**OBJECTIVE:**
Transcribe only the part of the listing below that begins at the line containing "indicate the dormer window, one" and runs to its final line, keeping both ends.

— START OF PROVIDED DATA —

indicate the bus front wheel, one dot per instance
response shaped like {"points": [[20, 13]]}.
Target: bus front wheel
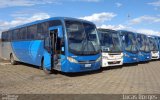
{"points": [[12, 61], [46, 71]]}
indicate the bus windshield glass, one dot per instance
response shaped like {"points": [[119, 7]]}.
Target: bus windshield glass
{"points": [[110, 41], [130, 43], [82, 38], [153, 44], [143, 43]]}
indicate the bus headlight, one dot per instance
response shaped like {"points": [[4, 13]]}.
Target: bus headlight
{"points": [[140, 54], [126, 55], [72, 60], [99, 59]]}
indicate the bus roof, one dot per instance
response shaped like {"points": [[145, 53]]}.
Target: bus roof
{"points": [[49, 19], [106, 30]]}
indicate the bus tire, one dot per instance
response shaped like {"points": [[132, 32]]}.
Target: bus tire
{"points": [[44, 69], [12, 61]]}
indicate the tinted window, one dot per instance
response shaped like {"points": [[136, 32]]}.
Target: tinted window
{"points": [[42, 30], [15, 34], [31, 32], [55, 23], [23, 32]]}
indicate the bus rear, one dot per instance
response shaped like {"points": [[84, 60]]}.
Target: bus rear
{"points": [[143, 47], [129, 47], [112, 54], [154, 47]]}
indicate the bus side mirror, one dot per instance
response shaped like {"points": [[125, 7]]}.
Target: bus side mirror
{"points": [[47, 44]]}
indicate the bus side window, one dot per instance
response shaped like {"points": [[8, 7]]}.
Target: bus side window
{"points": [[31, 32], [47, 44]]}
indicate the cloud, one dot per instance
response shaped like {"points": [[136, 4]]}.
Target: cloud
{"points": [[13, 3], [118, 4], [156, 3], [123, 27], [88, 0], [22, 20], [145, 19], [148, 31], [100, 17]]}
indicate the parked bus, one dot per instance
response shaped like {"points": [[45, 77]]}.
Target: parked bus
{"points": [[158, 41], [143, 47], [112, 54], [60, 43], [129, 46], [154, 47]]}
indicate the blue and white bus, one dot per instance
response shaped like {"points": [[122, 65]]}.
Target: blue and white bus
{"points": [[129, 46], [143, 47], [60, 43], [112, 54], [158, 41], [154, 47]]}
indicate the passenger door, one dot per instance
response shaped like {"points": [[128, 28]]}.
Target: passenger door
{"points": [[57, 48]]}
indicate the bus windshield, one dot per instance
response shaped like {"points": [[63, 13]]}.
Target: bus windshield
{"points": [[110, 41], [143, 43], [82, 38], [153, 44], [130, 43]]}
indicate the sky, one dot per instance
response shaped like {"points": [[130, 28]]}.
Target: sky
{"points": [[141, 16]]}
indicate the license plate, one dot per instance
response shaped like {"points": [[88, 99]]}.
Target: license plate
{"points": [[87, 65]]}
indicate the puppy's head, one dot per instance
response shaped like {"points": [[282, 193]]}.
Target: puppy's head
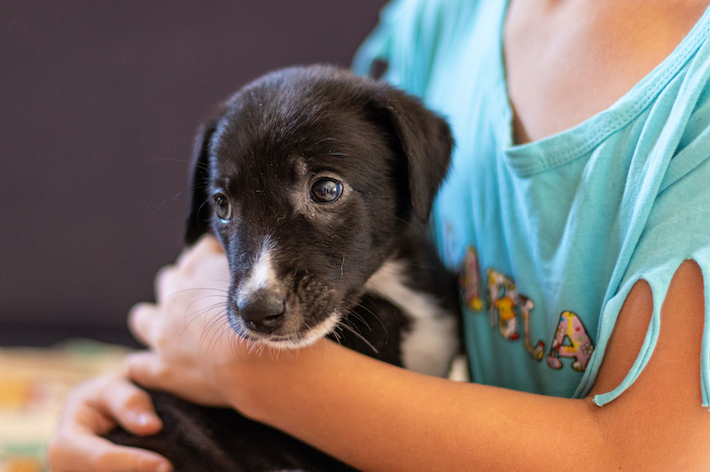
{"points": [[310, 177]]}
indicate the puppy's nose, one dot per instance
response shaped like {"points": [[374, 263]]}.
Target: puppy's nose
{"points": [[263, 311]]}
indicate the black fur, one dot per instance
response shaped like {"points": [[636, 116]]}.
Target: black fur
{"points": [[262, 154]]}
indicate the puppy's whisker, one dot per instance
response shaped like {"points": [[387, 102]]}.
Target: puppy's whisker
{"points": [[361, 337]]}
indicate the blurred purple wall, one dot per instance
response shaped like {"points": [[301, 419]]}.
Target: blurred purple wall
{"points": [[98, 106]]}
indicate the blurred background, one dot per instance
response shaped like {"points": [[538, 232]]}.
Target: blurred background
{"points": [[99, 102]]}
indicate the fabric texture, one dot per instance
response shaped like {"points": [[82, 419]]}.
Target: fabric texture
{"points": [[549, 237]]}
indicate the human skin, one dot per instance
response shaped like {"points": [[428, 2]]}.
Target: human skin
{"points": [[391, 419]]}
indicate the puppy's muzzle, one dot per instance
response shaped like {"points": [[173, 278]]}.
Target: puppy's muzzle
{"points": [[264, 311]]}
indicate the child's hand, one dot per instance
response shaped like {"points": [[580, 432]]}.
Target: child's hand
{"points": [[94, 408]]}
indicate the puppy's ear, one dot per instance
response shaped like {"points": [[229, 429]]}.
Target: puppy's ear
{"points": [[426, 143], [198, 222]]}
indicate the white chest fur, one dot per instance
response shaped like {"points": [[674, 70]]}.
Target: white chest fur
{"points": [[432, 341]]}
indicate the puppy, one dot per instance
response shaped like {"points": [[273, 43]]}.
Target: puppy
{"points": [[319, 185]]}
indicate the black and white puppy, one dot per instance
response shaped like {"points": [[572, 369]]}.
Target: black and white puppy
{"points": [[319, 185]]}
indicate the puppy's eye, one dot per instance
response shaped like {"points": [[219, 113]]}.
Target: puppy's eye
{"points": [[222, 208], [326, 190]]}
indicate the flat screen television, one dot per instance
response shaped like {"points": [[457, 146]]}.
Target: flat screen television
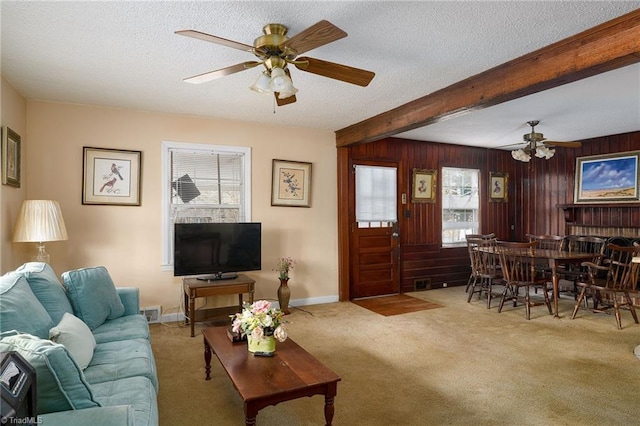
{"points": [[216, 250]]}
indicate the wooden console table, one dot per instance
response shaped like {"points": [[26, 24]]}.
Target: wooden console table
{"points": [[194, 288]]}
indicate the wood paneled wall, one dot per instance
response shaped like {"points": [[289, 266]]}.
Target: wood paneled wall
{"points": [[535, 190]]}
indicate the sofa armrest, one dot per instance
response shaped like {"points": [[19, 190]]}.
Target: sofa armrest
{"points": [[130, 297], [119, 415]]}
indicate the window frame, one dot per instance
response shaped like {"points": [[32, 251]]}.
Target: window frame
{"points": [[167, 146], [442, 208]]}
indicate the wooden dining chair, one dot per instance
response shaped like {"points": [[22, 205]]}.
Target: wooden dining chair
{"points": [[487, 271], [474, 270], [576, 272], [518, 261], [619, 283], [546, 242]]}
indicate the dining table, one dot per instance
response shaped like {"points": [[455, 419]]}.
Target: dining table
{"points": [[556, 258]]}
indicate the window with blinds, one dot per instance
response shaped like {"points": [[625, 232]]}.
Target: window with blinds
{"points": [[203, 184], [460, 205]]}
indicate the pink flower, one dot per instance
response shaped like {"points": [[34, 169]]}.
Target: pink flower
{"points": [[261, 307]]}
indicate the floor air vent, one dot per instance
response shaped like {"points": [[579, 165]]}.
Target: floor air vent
{"points": [[152, 313], [421, 284]]}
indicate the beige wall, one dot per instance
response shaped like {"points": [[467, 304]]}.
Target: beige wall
{"points": [[127, 240], [13, 114]]}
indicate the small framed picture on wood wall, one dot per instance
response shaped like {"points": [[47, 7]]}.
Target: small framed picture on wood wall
{"points": [[498, 185], [423, 189]]}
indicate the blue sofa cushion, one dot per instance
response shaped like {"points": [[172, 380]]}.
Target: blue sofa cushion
{"points": [[60, 384], [121, 359], [93, 295], [121, 415], [123, 328], [20, 309], [136, 391], [45, 285]]}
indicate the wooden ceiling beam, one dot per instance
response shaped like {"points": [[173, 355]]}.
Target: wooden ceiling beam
{"points": [[608, 46]]}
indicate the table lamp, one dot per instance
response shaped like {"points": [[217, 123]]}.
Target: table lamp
{"points": [[40, 221]]}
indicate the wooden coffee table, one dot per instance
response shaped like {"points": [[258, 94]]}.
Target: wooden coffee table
{"points": [[262, 381]]}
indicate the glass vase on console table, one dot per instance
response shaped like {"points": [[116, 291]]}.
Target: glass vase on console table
{"points": [[284, 265]]}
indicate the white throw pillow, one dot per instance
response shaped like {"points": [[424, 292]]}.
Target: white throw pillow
{"points": [[76, 336]]}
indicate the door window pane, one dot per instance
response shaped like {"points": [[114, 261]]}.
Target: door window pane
{"points": [[376, 198]]}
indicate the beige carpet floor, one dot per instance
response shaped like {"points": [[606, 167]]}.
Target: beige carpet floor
{"points": [[462, 364]]}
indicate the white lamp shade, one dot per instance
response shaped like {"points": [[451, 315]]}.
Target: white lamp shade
{"points": [[39, 221], [262, 83]]}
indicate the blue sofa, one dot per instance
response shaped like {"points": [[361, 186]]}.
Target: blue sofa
{"points": [[87, 341]]}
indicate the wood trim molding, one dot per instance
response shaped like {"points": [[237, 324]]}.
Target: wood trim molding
{"points": [[608, 46]]}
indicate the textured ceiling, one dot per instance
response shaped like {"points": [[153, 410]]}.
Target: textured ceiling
{"points": [[125, 54]]}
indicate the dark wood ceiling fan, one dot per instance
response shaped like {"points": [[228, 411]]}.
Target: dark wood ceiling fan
{"points": [[275, 50], [537, 144]]}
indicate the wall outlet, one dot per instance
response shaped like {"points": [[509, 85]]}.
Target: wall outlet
{"points": [[152, 313]]}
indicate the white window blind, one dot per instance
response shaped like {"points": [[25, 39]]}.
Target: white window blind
{"points": [[460, 205], [376, 194], [203, 184]]}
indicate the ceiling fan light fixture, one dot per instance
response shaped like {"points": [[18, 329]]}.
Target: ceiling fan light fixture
{"points": [[262, 83], [280, 82], [520, 155], [544, 152], [288, 92]]}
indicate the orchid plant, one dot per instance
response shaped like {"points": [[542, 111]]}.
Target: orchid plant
{"points": [[284, 265], [258, 320]]}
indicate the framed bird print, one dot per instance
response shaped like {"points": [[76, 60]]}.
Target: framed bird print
{"points": [[291, 184], [111, 177]]}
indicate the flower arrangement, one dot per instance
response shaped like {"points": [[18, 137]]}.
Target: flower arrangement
{"points": [[258, 320], [284, 265]]}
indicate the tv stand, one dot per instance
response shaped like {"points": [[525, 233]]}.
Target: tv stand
{"points": [[195, 288], [219, 276]]}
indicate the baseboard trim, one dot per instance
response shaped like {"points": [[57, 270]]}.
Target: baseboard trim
{"points": [[179, 316]]}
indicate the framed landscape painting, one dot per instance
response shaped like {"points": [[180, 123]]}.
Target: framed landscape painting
{"points": [[10, 157], [610, 178]]}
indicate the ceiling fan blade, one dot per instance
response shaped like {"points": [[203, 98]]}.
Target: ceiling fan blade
{"points": [[317, 35], [512, 146], [212, 75], [335, 71], [215, 39], [562, 144]]}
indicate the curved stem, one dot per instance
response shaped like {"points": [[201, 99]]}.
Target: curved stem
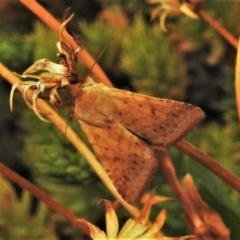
{"points": [[50, 21], [210, 163], [219, 28]]}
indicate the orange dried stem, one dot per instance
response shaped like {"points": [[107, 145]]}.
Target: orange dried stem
{"points": [[210, 163], [73, 138], [237, 80], [50, 21], [219, 28]]}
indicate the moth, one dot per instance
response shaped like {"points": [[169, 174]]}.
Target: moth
{"points": [[121, 126]]}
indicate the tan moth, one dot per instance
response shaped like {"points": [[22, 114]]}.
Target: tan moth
{"points": [[122, 127]]}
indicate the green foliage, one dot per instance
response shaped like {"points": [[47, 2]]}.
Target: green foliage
{"points": [[16, 219], [59, 168], [156, 67]]}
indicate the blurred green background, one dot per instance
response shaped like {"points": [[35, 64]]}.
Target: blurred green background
{"points": [[190, 63]]}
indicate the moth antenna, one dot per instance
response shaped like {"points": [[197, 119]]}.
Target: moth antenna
{"points": [[63, 25], [99, 56]]}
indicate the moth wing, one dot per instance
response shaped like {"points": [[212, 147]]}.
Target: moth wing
{"points": [[158, 121], [129, 161]]}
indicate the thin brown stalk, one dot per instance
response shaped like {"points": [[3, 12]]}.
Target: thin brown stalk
{"points": [[167, 168], [219, 28], [237, 80], [73, 138], [39, 194], [50, 21], [209, 162]]}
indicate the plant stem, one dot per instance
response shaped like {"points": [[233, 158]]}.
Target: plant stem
{"points": [[219, 28], [73, 138], [50, 21], [38, 193], [210, 163]]}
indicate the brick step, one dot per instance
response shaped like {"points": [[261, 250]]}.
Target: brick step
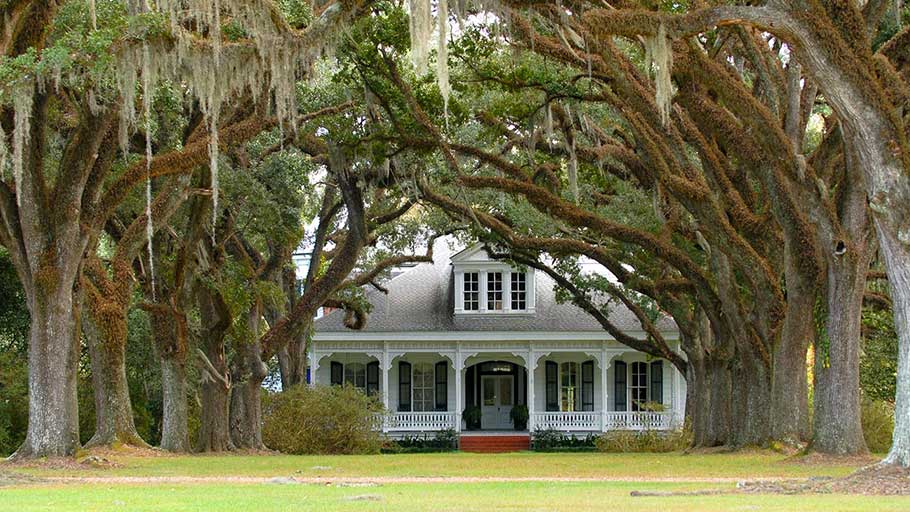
{"points": [[495, 444]]}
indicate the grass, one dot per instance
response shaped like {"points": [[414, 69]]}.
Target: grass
{"points": [[621, 474], [459, 464], [495, 496]]}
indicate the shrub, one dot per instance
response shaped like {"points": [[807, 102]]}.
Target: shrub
{"points": [[878, 424], [322, 420], [653, 441], [519, 416], [471, 415], [442, 441], [551, 440]]}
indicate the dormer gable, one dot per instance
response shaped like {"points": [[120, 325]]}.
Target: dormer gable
{"points": [[484, 286]]}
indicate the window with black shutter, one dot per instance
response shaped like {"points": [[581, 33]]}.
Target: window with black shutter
{"points": [[657, 382], [404, 387], [587, 386], [552, 371], [442, 386], [373, 378], [619, 386], [337, 378]]}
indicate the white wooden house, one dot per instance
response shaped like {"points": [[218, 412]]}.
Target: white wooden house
{"points": [[466, 331]]}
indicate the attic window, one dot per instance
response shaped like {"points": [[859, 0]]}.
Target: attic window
{"points": [[471, 291], [519, 291], [494, 291]]}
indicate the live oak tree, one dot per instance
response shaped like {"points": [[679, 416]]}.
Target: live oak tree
{"points": [[70, 73], [765, 212]]}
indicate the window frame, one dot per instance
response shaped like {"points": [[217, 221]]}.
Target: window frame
{"points": [[472, 303], [635, 387], [576, 389], [427, 386], [358, 370], [518, 287], [495, 277]]}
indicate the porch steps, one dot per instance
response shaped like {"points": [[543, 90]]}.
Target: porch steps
{"points": [[479, 443]]}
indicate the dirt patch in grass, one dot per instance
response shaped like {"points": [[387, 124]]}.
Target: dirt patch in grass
{"points": [[16, 479], [872, 480]]}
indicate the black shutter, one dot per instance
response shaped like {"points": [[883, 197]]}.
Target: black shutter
{"points": [[552, 371], [442, 386], [619, 386], [404, 387], [373, 378], [469, 387], [657, 382], [337, 378], [587, 386]]}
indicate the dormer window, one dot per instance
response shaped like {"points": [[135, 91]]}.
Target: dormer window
{"points": [[485, 286], [472, 291], [494, 291], [519, 290]]}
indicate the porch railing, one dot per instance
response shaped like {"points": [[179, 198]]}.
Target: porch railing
{"points": [[420, 421], [639, 420], [595, 421], [578, 420]]}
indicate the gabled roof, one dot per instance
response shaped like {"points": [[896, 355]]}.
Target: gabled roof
{"points": [[421, 299]]}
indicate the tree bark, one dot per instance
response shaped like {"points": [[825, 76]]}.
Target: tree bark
{"points": [[53, 357], [107, 350], [248, 372], [751, 404], [898, 256], [789, 384], [838, 421], [171, 346], [214, 430]]}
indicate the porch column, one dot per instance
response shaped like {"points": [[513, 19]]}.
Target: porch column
{"points": [[386, 366], [314, 365], [605, 389], [458, 364], [532, 366]]}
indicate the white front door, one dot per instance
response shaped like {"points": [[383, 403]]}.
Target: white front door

— END OF PROVIDED DATA —

**THE COMPLETED TASK:**
indicate the dormer window, one dot per instance
response shaped like {"points": [[135, 91]]}.
Target: dormer window
{"points": [[485, 286], [472, 291], [494, 291], [519, 290]]}
indicate the porch railing, one dot per instance
response shaped like {"points": [[179, 198]]}.
Target: porch railing
{"points": [[420, 421], [639, 420], [595, 421], [578, 420]]}
indicate the gabled roof, one dot per instance
response shaped like {"points": [[896, 355]]}.
Target: gabled roof
{"points": [[421, 299]]}
indicate the tree bark, one dot per instance
response shaped like {"points": [[825, 76]]}.
Target: tree bark
{"points": [[53, 357], [107, 350], [248, 372], [751, 404], [898, 256], [789, 384], [838, 421], [171, 346], [214, 430]]}
indicate the porch column, one dot per instance
response shaped like {"points": [[513, 19]]}.
Target: porch column
{"points": [[386, 366], [314, 365], [605, 389], [458, 364], [532, 366]]}
indicate the white front door, one dot per instance
response shaped like {"points": [[383, 403]]}.
Target: white front door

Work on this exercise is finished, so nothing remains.